▶ [DIRECTIVE]:
Rewrite the listing below from the line containing "Could you kindly indicate each instance of the stirrup" through its end, both lines included. Offset every x and y coordinate in the point markers by adding 88, and keep all other lines unchanged.

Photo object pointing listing
<<<<
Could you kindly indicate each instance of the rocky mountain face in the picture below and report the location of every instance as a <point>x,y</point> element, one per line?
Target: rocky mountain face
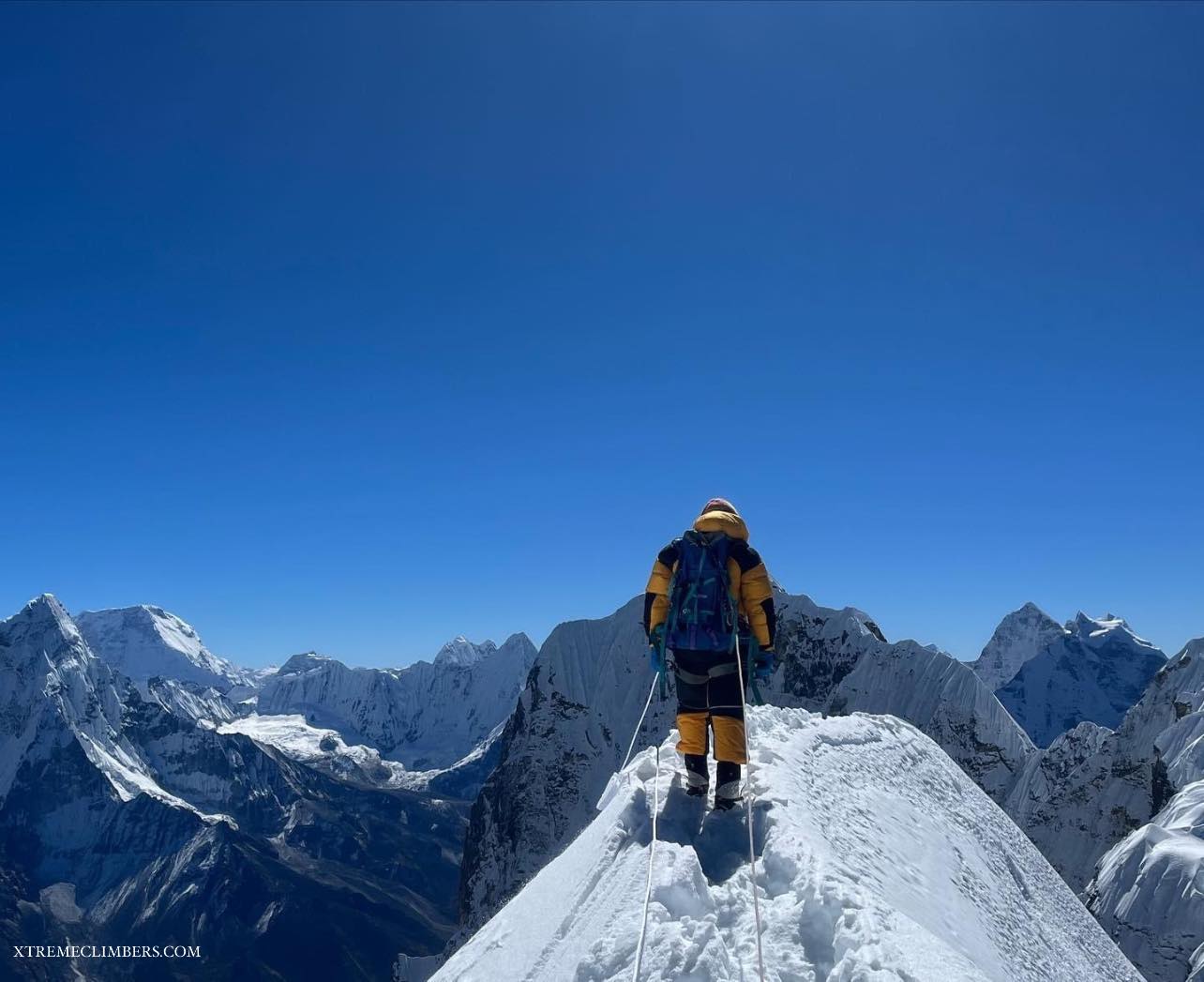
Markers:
<point>877,859</point>
<point>1021,635</point>
<point>1149,888</point>
<point>573,722</point>
<point>129,817</point>
<point>427,716</point>
<point>1094,672</point>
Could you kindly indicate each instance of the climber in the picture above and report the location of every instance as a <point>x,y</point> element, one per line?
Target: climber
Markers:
<point>708,592</point>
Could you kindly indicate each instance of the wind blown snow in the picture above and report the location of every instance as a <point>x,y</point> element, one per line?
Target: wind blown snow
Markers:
<point>878,862</point>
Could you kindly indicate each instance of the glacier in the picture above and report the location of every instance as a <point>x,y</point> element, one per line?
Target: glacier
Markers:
<point>877,859</point>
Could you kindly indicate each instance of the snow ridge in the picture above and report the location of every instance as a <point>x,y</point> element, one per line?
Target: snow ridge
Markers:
<point>880,860</point>
<point>427,716</point>
<point>1093,672</point>
<point>1021,636</point>
<point>146,642</point>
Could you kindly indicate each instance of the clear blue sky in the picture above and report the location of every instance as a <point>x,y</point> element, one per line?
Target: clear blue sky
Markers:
<point>354,328</point>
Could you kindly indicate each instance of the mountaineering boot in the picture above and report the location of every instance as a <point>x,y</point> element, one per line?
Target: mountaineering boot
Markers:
<point>696,779</point>
<point>728,784</point>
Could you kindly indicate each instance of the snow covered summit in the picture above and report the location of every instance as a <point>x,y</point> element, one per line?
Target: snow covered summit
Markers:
<point>147,642</point>
<point>461,652</point>
<point>878,859</point>
<point>1093,672</point>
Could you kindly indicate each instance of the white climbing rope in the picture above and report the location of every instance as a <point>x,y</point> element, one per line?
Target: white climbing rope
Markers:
<point>652,854</point>
<point>748,805</point>
<point>640,726</point>
<point>656,808</point>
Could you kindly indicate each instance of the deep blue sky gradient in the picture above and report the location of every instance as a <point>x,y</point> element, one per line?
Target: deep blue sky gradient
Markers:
<point>354,328</point>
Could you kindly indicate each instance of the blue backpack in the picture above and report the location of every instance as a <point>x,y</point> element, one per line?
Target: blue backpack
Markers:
<point>702,616</point>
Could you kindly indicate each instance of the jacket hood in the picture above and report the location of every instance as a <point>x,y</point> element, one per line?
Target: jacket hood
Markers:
<point>721,521</point>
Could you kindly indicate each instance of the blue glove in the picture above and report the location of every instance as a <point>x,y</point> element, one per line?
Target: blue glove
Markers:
<point>656,648</point>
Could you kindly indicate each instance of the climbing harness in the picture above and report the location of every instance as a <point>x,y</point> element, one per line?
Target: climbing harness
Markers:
<point>657,682</point>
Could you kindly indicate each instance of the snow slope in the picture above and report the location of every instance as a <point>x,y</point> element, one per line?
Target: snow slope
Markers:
<point>945,699</point>
<point>575,719</point>
<point>425,716</point>
<point>1149,888</point>
<point>879,859</point>
<point>1094,672</point>
<point>144,642</point>
<point>1021,635</point>
<point>124,820</point>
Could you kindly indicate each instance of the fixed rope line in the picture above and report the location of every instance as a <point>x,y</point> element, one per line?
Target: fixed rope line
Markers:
<point>652,855</point>
<point>640,726</point>
<point>748,805</point>
<point>656,808</point>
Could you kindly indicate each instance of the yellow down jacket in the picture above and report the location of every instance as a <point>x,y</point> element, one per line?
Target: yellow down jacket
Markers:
<point>746,574</point>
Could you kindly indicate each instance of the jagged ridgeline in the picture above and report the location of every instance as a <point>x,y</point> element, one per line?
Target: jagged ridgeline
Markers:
<point>571,727</point>
<point>146,800</point>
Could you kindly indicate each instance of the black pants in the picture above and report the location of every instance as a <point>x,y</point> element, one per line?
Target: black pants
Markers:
<point>709,701</point>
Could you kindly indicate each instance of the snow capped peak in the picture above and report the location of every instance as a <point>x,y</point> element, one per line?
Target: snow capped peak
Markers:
<point>42,627</point>
<point>1020,636</point>
<point>1097,630</point>
<point>461,652</point>
<point>1096,670</point>
<point>867,837</point>
<point>305,661</point>
<point>146,642</point>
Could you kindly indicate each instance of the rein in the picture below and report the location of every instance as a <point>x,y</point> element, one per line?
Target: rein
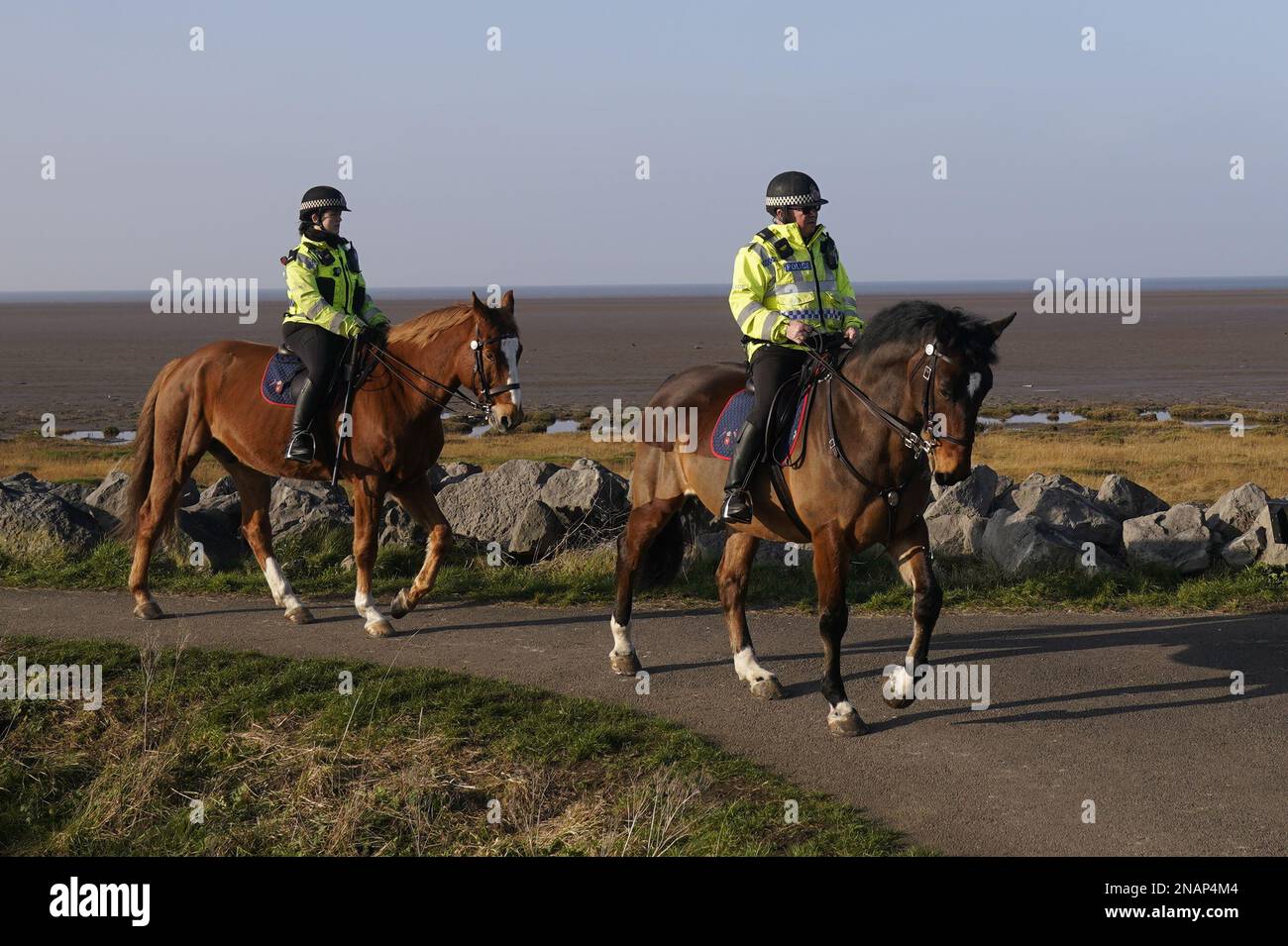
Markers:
<point>913,441</point>
<point>485,396</point>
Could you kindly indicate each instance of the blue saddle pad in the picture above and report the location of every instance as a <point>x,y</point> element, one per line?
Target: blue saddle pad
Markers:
<point>735,412</point>
<point>281,370</point>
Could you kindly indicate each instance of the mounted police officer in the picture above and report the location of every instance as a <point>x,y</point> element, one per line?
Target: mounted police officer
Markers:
<point>787,280</point>
<point>329,305</point>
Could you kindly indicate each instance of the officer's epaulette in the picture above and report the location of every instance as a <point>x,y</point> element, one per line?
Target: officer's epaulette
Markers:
<point>307,259</point>
<point>781,246</point>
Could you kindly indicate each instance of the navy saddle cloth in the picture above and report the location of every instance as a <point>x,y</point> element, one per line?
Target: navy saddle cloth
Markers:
<point>735,412</point>
<point>283,376</point>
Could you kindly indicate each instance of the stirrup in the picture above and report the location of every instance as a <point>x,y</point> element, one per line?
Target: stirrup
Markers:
<point>301,448</point>
<point>742,515</point>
>>>>
▶ [FULL OUTPUT]:
Could you kindly indicate each instance of the stirrup in the picture above and report the location of every instance as a <point>x,y</point> element, one per line?
Target: stirrup
Markers:
<point>389,536</point>
<point>830,603</point>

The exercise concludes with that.